Exercise A: Name the three qualities that the essay below on babies in romance novels attributes to the desire for children.

Text section:
Lately, I’ve been thinking about babies in romance novels. Not as plot twists or conveniently timed disruptions—though a surprise pregnancy can still complicate things in interesting ways—but as a future a character chooses with clarity and hope.

I am, generally speaking, pro-baby. I believe families are good for individuals, for communities, and for the world. They stretch our perspectives, connect us across generations, and remind us that intimacy does not stop with romantic love. Families and the support they offer can be a lifeline like no other, and those who have lived the longest often understand that best.

That belief does not mean I think everyone should have children. It does not mean I think people who do not—whether by choice or circumstance—are missing something essential. I believe in autonomy. I am a feminist, pro-choice, pro-career, and fully committed to the idea that people deserve to shape their lives in ways that are right for them. At the same time, I believe the desire for children can be powerful, complicated, and deeply human. We do not need to sideline that desire to prove we have evolved.

Stored records:

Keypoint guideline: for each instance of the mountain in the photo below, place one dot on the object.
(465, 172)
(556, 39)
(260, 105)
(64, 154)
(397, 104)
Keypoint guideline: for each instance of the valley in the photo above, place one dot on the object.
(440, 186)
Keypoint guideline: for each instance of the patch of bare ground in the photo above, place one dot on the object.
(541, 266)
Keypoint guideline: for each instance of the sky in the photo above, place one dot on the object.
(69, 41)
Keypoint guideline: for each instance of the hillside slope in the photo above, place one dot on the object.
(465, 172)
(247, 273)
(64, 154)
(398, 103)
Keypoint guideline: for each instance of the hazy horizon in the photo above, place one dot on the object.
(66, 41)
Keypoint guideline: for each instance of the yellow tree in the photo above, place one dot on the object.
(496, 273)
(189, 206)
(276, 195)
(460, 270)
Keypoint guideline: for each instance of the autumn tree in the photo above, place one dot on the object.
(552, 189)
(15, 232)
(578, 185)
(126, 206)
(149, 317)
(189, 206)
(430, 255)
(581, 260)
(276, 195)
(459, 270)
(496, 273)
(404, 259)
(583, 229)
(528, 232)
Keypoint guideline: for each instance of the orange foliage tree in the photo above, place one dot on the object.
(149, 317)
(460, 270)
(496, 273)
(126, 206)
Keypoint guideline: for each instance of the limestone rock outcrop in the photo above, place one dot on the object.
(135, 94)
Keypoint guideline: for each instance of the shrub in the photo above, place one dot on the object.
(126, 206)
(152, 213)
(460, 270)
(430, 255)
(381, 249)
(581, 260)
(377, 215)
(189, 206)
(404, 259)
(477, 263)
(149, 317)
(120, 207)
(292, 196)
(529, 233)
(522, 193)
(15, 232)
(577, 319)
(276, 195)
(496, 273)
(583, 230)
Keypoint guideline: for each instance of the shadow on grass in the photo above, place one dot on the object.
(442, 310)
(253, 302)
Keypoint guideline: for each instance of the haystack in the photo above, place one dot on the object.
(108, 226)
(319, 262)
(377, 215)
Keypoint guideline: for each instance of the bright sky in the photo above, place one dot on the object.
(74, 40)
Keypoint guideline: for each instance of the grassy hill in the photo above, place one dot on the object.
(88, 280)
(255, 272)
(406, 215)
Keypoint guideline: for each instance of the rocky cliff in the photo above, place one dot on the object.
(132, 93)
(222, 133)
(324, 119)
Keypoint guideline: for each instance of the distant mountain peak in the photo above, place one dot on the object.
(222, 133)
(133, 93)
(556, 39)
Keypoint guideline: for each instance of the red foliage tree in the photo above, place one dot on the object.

Exercise B: Please pull out every line of the listing above that contains the word "foliage".

Complete output A:
- powerful
- complicated
- deeply human

Complete output B:
Keypoint guideline: for each instance of the orange foliage tree in the photo above, place one dot on the object.
Keypoint guideline: for each instance of the red foliage tree in the photo above, place one dot on the object.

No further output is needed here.